Florida State's Jameis Winston would be one answer, for sure, but I can't think of many others beyond the reigning Heisman winner. Fact is, with Ohio State's Braxton Miller sidelined for the season, Penn State's super sophomore is poised to become the Big Ten's king of clutch.

As a true freshman, Hackenberg led a touchdown drive to tie the score in regulation against Michigan and a two-minute drill to set up a tying field goal against Illinois. Penn State went on to win both of those games. He was even better Saturday, when the Nittany Lions took over on their own 26 with 1:13 remaining, trailing UCF by a point. Hackenberg went 4-of-6 for 55 yards on the drive, and his best play was probably an 8-yard scramble on fourth-and-3, to get in range for Sam Ficken's game-winning field goal.

"The key is [No.] 14," UCF coach George O'Leary said after the game. "I think everybody in the country would like to have him.''

We tend to think young quarterbacks need time to mature into late-game magicians, but some just seem to naturally have it in them. Winston, Johnny Manziel and Miller all showed that as freshmen. So did Hackenberg.

▸ Listed entries
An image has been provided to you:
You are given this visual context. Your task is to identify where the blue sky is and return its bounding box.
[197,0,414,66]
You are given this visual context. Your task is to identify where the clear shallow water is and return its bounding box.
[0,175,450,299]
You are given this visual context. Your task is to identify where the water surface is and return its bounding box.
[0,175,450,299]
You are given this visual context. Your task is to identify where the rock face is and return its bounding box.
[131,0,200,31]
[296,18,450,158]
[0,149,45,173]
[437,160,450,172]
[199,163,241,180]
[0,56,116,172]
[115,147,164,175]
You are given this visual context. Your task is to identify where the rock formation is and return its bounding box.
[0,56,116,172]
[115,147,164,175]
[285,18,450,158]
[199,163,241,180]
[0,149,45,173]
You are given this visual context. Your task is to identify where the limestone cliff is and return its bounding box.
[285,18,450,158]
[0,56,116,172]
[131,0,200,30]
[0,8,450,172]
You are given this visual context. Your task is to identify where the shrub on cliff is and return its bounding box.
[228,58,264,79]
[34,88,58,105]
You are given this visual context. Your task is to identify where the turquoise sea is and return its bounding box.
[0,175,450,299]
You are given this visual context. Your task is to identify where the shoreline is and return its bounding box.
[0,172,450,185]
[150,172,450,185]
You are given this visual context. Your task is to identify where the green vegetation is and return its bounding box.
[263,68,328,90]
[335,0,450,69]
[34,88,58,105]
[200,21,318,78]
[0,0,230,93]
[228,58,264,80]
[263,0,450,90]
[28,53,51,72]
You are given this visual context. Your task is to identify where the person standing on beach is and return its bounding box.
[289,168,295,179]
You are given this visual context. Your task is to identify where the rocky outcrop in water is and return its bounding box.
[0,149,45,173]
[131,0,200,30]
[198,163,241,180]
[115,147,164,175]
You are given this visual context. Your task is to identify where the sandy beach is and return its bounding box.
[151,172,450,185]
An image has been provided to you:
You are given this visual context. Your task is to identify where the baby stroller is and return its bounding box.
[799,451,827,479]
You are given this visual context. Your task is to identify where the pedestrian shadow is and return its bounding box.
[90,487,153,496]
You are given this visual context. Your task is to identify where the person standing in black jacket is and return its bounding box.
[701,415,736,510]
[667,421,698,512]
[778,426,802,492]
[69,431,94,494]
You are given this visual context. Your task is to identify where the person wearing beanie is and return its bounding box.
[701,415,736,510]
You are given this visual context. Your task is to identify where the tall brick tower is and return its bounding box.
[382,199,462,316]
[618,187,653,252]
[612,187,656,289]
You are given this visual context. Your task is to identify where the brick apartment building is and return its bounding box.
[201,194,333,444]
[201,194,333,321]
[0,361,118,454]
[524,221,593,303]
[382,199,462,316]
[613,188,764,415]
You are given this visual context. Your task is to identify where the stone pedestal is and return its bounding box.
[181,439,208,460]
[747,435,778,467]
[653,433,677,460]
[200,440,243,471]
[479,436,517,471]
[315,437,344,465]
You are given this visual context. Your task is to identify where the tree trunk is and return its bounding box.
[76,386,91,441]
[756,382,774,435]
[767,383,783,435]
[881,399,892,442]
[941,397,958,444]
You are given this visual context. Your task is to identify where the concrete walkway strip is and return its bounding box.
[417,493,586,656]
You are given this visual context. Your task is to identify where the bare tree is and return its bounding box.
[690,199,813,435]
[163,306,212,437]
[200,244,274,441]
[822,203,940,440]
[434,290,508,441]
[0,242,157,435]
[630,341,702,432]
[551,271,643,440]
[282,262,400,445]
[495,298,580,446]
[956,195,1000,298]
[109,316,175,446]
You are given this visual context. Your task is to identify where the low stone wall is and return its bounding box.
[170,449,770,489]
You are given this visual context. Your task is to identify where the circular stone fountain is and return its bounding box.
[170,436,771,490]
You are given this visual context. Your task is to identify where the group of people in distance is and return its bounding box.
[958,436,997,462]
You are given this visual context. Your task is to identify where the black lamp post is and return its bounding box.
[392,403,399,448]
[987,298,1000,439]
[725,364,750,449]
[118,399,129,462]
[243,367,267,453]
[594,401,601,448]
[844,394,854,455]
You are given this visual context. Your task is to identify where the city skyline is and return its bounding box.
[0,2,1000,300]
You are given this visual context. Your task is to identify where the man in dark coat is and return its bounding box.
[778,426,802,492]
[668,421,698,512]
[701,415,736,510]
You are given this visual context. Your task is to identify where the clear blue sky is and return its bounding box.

▸ Set tasks
1. Transcribe the Hackenberg article from "We tend to think" up to and including "So did Hackenberg.".
2. Answer these from the Hackenberg article:
(a) Which Ohio State quarterback is sidelined for the season?
(b) Who kicked the game-winning field goal against UCF?
(c) What number did the UCF coach call "the key"?

▸ Task-by-task answers
1.
We tend to think young quarterbacks need time to mature into late-game magicians, but some just seem to naturally have it in them. Winston, Johnny Manziel and Miller all showed that as freshmen. So did Hackenberg.

2.
(a) Braxton Miller
(b) Sam Ficken
(c) 14